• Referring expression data

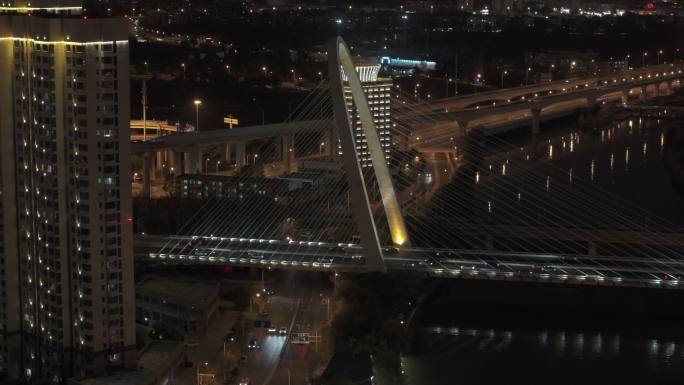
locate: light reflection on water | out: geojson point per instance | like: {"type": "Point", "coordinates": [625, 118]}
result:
{"type": "Point", "coordinates": [576, 355]}
{"type": "Point", "coordinates": [575, 160]}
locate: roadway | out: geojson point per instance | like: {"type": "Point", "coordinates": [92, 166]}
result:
{"type": "Point", "coordinates": [441, 126]}
{"type": "Point", "coordinates": [539, 89]}
{"type": "Point", "coordinates": [476, 264]}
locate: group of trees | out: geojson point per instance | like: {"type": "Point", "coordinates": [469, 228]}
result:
{"type": "Point", "coordinates": [371, 312]}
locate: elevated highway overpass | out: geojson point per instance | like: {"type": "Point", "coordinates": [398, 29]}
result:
{"type": "Point", "coordinates": [448, 263]}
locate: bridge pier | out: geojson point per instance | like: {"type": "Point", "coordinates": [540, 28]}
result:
{"type": "Point", "coordinates": [329, 143]}
{"type": "Point", "coordinates": [228, 152]}
{"type": "Point", "coordinates": [193, 160]}
{"type": "Point", "coordinates": [625, 96]}
{"type": "Point", "coordinates": [147, 171]}
{"type": "Point", "coordinates": [463, 126]}
{"type": "Point", "coordinates": [288, 152]}
{"type": "Point", "coordinates": [536, 120]}
{"type": "Point", "coordinates": [240, 156]}
{"type": "Point", "coordinates": [158, 164]}
{"type": "Point", "coordinates": [176, 162]}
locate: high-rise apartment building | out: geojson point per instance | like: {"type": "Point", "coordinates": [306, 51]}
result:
{"type": "Point", "coordinates": [66, 264]}
{"type": "Point", "coordinates": [377, 91]}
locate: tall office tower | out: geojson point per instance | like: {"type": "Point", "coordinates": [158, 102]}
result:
{"type": "Point", "coordinates": [377, 92]}
{"type": "Point", "coordinates": [66, 264]}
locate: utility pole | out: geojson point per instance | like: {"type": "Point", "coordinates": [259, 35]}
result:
{"type": "Point", "coordinates": [456, 75]}
{"type": "Point", "coordinates": [144, 102]}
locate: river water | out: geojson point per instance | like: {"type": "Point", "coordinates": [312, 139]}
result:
{"type": "Point", "coordinates": [578, 176]}
{"type": "Point", "coordinates": [624, 163]}
{"type": "Point", "coordinates": [472, 356]}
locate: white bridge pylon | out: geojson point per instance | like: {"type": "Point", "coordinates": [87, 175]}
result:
{"type": "Point", "coordinates": [340, 61]}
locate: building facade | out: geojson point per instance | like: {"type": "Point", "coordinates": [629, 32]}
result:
{"type": "Point", "coordinates": [378, 94]}
{"type": "Point", "coordinates": [185, 307]}
{"type": "Point", "coordinates": [66, 260]}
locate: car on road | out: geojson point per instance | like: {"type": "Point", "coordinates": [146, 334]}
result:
{"type": "Point", "coordinates": [269, 291]}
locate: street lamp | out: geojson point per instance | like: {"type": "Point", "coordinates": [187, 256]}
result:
{"type": "Point", "coordinates": [200, 375]}
{"type": "Point", "coordinates": [197, 103]}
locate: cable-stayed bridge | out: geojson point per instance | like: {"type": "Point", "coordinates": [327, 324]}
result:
{"type": "Point", "coordinates": [359, 203]}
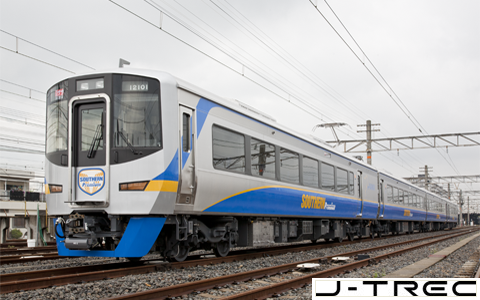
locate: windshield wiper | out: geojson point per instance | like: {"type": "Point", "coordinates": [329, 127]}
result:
{"type": "Point", "coordinates": [97, 137]}
{"type": "Point", "coordinates": [130, 146]}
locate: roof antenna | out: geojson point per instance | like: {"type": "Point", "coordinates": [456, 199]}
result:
{"type": "Point", "coordinates": [123, 62]}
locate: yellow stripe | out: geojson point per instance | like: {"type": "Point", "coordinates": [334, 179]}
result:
{"type": "Point", "coordinates": [283, 187]}
{"type": "Point", "coordinates": [162, 186]}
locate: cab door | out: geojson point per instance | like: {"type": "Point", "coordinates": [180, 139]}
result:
{"type": "Point", "coordinates": [381, 195]}
{"type": "Point", "coordinates": [89, 150]}
{"type": "Point", "coordinates": [360, 193]}
{"type": "Point", "coordinates": [187, 156]}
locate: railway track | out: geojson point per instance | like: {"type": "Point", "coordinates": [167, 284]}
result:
{"type": "Point", "coordinates": [41, 279]}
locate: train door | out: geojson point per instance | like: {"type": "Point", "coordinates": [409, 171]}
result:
{"type": "Point", "coordinates": [187, 157]}
{"type": "Point", "coordinates": [89, 146]}
{"type": "Point", "coordinates": [360, 192]}
{"type": "Point", "coordinates": [381, 195]}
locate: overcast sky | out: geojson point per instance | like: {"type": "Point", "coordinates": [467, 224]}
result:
{"type": "Point", "coordinates": [281, 57]}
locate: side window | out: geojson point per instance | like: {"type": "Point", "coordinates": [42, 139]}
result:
{"type": "Point", "coordinates": [395, 195]}
{"type": "Point", "coordinates": [289, 166]}
{"type": "Point", "coordinates": [342, 181]}
{"type": "Point", "coordinates": [186, 133]}
{"type": "Point", "coordinates": [389, 194]}
{"type": "Point", "coordinates": [263, 159]}
{"type": "Point", "coordinates": [327, 177]}
{"type": "Point", "coordinates": [351, 183]}
{"type": "Point", "coordinates": [310, 172]}
{"type": "Point", "coordinates": [228, 150]}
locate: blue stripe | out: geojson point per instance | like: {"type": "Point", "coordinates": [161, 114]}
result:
{"type": "Point", "coordinates": [171, 172]}
{"type": "Point", "coordinates": [137, 240]}
{"type": "Point", "coordinates": [288, 202]}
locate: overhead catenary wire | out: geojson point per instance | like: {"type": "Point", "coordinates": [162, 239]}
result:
{"type": "Point", "coordinates": [391, 93]}
{"type": "Point", "coordinates": [225, 65]}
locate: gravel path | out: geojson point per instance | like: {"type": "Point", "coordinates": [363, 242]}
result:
{"type": "Point", "coordinates": [137, 283]}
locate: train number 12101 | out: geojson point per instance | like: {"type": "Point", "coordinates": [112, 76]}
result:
{"type": "Point", "coordinates": [129, 86]}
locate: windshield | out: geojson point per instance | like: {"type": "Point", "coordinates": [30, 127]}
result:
{"type": "Point", "coordinates": [57, 118]}
{"type": "Point", "coordinates": [136, 116]}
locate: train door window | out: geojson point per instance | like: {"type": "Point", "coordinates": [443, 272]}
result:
{"type": "Point", "coordinates": [263, 159]}
{"type": "Point", "coordinates": [327, 177]}
{"type": "Point", "coordinates": [18, 222]}
{"type": "Point", "coordinates": [400, 197]}
{"type": "Point", "coordinates": [351, 182]}
{"type": "Point", "coordinates": [186, 135]}
{"type": "Point", "coordinates": [228, 150]}
{"type": "Point", "coordinates": [396, 197]}
{"type": "Point", "coordinates": [289, 166]}
{"type": "Point", "coordinates": [310, 172]}
{"type": "Point", "coordinates": [390, 194]}
{"type": "Point", "coordinates": [342, 181]}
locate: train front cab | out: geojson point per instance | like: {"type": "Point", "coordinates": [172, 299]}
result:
{"type": "Point", "coordinates": [111, 180]}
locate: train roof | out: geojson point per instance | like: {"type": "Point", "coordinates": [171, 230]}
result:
{"type": "Point", "coordinates": [242, 108]}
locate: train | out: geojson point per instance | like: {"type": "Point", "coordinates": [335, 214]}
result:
{"type": "Point", "coordinates": [139, 161]}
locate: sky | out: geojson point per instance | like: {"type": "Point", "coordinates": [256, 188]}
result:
{"type": "Point", "coordinates": [286, 58]}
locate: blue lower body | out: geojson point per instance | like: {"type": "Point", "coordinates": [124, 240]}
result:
{"type": "Point", "coordinates": [137, 240]}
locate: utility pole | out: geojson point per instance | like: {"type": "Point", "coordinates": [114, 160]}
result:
{"type": "Point", "coordinates": [369, 138]}
{"type": "Point", "coordinates": [427, 169]}
{"type": "Point", "coordinates": [468, 210]}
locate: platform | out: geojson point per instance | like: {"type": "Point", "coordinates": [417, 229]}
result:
{"type": "Point", "coordinates": [420, 266]}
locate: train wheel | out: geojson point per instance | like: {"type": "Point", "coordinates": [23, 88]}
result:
{"type": "Point", "coordinates": [351, 237]}
{"type": "Point", "coordinates": [133, 259]}
{"type": "Point", "coordinates": [222, 249]}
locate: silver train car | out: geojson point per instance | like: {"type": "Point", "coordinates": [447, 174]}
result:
{"type": "Point", "coordinates": [139, 161]}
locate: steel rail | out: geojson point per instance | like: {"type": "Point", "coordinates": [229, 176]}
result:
{"type": "Point", "coordinates": [23, 259]}
{"type": "Point", "coordinates": [191, 287]}
{"type": "Point", "coordinates": [275, 289]}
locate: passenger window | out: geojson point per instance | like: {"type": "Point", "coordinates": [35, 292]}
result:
{"type": "Point", "coordinates": [327, 178]}
{"type": "Point", "coordinates": [228, 150]}
{"type": "Point", "coordinates": [400, 196]}
{"type": "Point", "coordinates": [342, 181]}
{"type": "Point", "coordinates": [186, 133]}
{"type": "Point", "coordinates": [263, 159]}
{"type": "Point", "coordinates": [390, 194]}
{"type": "Point", "coordinates": [289, 166]}
{"type": "Point", "coordinates": [310, 172]}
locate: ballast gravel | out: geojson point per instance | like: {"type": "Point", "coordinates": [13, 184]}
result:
{"type": "Point", "coordinates": [137, 283]}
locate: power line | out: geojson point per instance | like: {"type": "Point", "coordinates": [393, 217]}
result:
{"type": "Point", "coordinates": [419, 126]}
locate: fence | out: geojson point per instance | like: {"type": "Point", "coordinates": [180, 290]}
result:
{"type": "Point", "coordinates": [22, 196]}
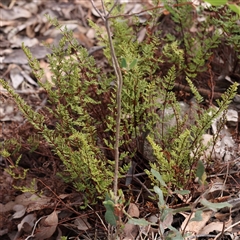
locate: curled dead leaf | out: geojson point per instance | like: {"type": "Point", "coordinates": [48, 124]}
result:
{"type": "Point", "coordinates": [47, 227]}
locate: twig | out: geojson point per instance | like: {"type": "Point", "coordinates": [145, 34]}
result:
{"type": "Point", "coordinates": [119, 82]}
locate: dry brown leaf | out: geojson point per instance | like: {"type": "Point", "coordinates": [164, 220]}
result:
{"type": "Point", "coordinates": [196, 226]}
{"type": "Point", "coordinates": [130, 231]}
{"type": "Point", "coordinates": [47, 227]}
{"type": "Point", "coordinates": [27, 223]}
{"type": "Point", "coordinates": [133, 210]}
{"type": "Point", "coordinates": [82, 224]}
{"type": "Point", "coordinates": [19, 211]}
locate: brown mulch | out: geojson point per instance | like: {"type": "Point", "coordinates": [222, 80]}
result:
{"type": "Point", "coordinates": [24, 21]}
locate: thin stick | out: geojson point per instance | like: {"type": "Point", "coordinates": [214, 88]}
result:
{"type": "Point", "coordinates": [119, 83]}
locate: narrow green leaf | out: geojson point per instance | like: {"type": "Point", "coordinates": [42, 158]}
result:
{"type": "Point", "coordinates": [182, 192]}
{"type": "Point", "coordinates": [216, 2]}
{"type": "Point", "coordinates": [123, 63]}
{"type": "Point", "coordinates": [140, 222]}
{"type": "Point", "coordinates": [160, 195]}
{"type": "Point", "coordinates": [133, 64]}
{"type": "Point", "coordinates": [214, 206]}
{"type": "Point", "coordinates": [235, 8]}
{"type": "Point", "coordinates": [200, 171]}
{"type": "Point", "coordinates": [109, 215]}
{"type": "Point", "coordinates": [157, 175]}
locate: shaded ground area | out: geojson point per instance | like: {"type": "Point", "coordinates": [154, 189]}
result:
{"type": "Point", "coordinates": [56, 202]}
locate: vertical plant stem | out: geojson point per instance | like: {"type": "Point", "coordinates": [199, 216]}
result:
{"type": "Point", "coordinates": [119, 83]}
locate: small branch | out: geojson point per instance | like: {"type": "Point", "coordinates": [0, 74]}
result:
{"type": "Point", "coordinates": [119, 83]}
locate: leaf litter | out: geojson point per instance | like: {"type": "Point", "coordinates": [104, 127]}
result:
{"type": "Point", "coordinates": [43, 215]}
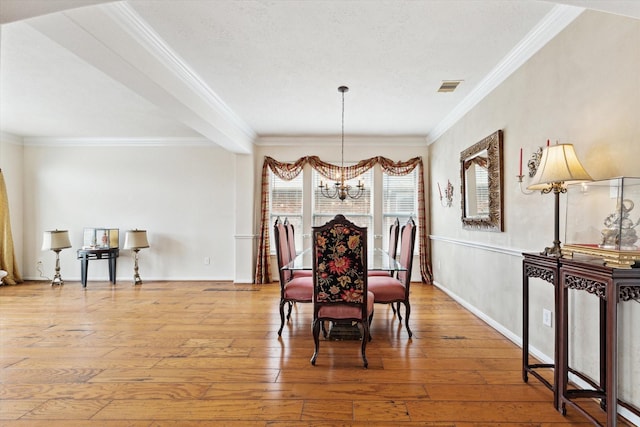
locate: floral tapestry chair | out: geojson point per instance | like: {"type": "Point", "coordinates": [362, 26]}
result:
{"type": "Point", "coordinates": [340, 279]}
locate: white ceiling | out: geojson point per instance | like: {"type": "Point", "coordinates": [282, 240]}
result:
{"type": "Point", "coordinates": [230, 72]}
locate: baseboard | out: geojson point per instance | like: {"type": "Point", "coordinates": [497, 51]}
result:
{"type": "Point", "coordinates": [544, 358]}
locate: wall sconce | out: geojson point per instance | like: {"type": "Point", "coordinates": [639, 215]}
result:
{"type": "Point", "coordinates": [532, 164]}
{"type": "Point", "coordinates": [56, 240]}
{"type": "Point", "coordinates": [448, 194]}
{"type": "Point", "coordinates": [136, 240]}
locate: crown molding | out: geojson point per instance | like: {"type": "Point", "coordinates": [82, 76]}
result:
{"type": "Point", "coordinates": [11, 138]}
{"type": "Point", "coordinates": [357, 140]}
{"type": "Point", "coordinates": [146, 36]}
{"type": "Point", "coordinates": [554, 22]}
{"type": "Point", "coordinates": [117, 142]}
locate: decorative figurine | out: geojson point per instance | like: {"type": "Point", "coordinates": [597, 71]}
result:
{"type": "Point", "coordinates": [620, 230]}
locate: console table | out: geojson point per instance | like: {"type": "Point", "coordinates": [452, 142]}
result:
{"type": "Point", "coordinates": [545, 268]}
{"type": "Point", "coordinates": [110, 254]}
{"type": "Point", "coordinates": [610, 285]}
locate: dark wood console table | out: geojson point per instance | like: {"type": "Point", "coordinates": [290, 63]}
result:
{"type": "Point", "coordinates": [610, 285]}
{"type": "Point", "coordinates": [84, 255]}
{"type": "Point", "coordinates": [547, 269]}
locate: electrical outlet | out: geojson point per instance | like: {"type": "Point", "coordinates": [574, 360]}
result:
{"type": "Point", "coordinates": [546, 317]}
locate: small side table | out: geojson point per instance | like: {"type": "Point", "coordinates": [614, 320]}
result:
{"type": "Point", "coordinates": [84, 255]}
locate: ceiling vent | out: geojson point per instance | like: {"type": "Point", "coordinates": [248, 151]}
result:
{"type": "Point", "coordinates": [449, 85]}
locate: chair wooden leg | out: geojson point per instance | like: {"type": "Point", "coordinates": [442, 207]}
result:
{"type": "Point", "coordinates": [407, 312]}
{"type": "Point", "coordinates": [316, 340]}
{"type": "Point", "coordinates": [282, 302]}
{"type": "Point", "coordinates": [365, 327]}
{"type": "Point", "coordinates": [290, 308]}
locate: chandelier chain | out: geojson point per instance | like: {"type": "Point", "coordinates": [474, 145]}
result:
{"type": "Point", "coordinates": [340, 190]}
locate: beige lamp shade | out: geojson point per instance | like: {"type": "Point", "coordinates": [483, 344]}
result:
{"type": "Point", "coordinates": [559, 163]}
{"type": "Point", "coordinates": [55, 240]}
{"type": "Point", "coordinates": [136, 239]}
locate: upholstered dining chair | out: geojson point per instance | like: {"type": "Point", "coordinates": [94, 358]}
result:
{"type": "Point", "coordinates": [292, 248]}
{"type": "Point", "coordinates": [340, 279]}
{"type": "Point", "coordinates": [292, 289]}
{"type": "Point", "coordinates": [392, 249]}
{"type": "Point", "coordinates": [395, 290]}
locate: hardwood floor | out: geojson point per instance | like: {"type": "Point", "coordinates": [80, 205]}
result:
{"type": "Point", "coordinates": [208, 353]}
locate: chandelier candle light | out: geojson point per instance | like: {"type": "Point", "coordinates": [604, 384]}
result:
{"type": "Point", "coordinates": [340, 190]}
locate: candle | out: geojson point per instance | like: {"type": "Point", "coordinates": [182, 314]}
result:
{"type": "Point", "coordinates": [520, 161]}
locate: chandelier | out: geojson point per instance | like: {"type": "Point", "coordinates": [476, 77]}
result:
{"type": "Point", "coordinates": [340, 190]}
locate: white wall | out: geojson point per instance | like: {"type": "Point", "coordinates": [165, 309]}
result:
{"type": "Point", "coordinates": [582, 88]}
{"type": "Point", "coordinates": [185, 197]}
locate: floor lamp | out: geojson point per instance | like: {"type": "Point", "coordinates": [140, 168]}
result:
{"type": "Point", "coordinates": [136, 240]}
{"type": "Point", "coordinates": [559, 166]}
{"type": "Point", "coordinates": [56, 240]}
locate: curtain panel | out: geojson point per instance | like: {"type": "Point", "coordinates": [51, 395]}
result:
{"type": "Point", "coordinates": [288, 171]}
{"type": "Point", "coordinates": [8, 262]}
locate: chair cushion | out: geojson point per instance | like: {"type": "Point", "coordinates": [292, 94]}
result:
{"type": "Point", "coordinates": [340, 311]}
{"type": "Point", "coordinates": [299, 289]}
{"type": "Point", "coordinates": [302, 273]}
{"type": "Point", "coordinates": [374, 273]}
{"type": "Point", "coordinates": [386, 289]}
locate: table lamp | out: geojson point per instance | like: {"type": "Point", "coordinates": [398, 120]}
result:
{"type": "Point", "coordinates": [559, 166]}
{"type": "Point", "coordinates": [56, 240]}
{"type": "Point", "coordinates": [136, 240]}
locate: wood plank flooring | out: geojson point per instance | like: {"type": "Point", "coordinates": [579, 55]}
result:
{"type": "Point", "coordinates": [208, 353]}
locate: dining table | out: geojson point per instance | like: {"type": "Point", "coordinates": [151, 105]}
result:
{"type": "Point", "coordinates": [377, 260]}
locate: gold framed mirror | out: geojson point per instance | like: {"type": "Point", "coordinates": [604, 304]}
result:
{"type": "Point", "coordinates": [481, 178]}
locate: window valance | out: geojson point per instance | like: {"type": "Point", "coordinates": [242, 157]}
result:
{"type": "Point", "coordinates": [288, 171]}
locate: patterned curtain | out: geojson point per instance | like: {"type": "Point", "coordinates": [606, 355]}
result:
{"type": "Point", "coordinates": [288, 171]}
{"type": "Point", "coordinates": [7, 259]}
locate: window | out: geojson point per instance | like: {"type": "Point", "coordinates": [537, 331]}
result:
{"type": "Point", "coordinates": [399, 200]}
{"type": "Point", "coordinates": [359, 211]}
{"type": "Point", "coordinates": [285, 201]}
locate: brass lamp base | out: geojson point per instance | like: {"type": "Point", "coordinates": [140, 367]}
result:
{"type": "Point", "coordinates": [136, 277]}
{"type": "Point", "coordinates": [57, 279]}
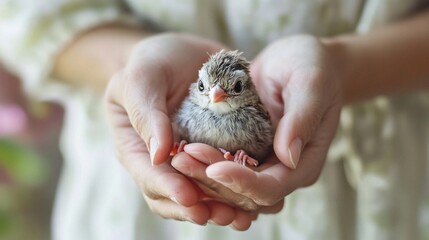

• PROBLEM
An exact copy is needed of the entries above, starting at the line that holds "locate: fence |" and stopping at the line that holds "locate: dry brown", both kept; pictures stay out.

• WRITTEN ANSWER
locate: fence | out: geojson point per instance | like: {"type": "Point", "coordinates": [180, 290]}
result:
{"type": "Point", "coordinates": [22, 196]}
locate: curled dead leaf | out: geojson point per instance | like: {"type": "Point", "coordinates": [48, 124]}
result:
{"type": "Point", "coordinates": [47, 227]}
locate: twig | out: geojson point per instance | like: {"type": "Point", "coordinates": [145, 34]}
result:
{"type": "Point", "coordinates": [119, 82]}
locate: dry brown leaf | out: geojson point per instance | like: {"type": "Point", "coordinates": [164, 220]}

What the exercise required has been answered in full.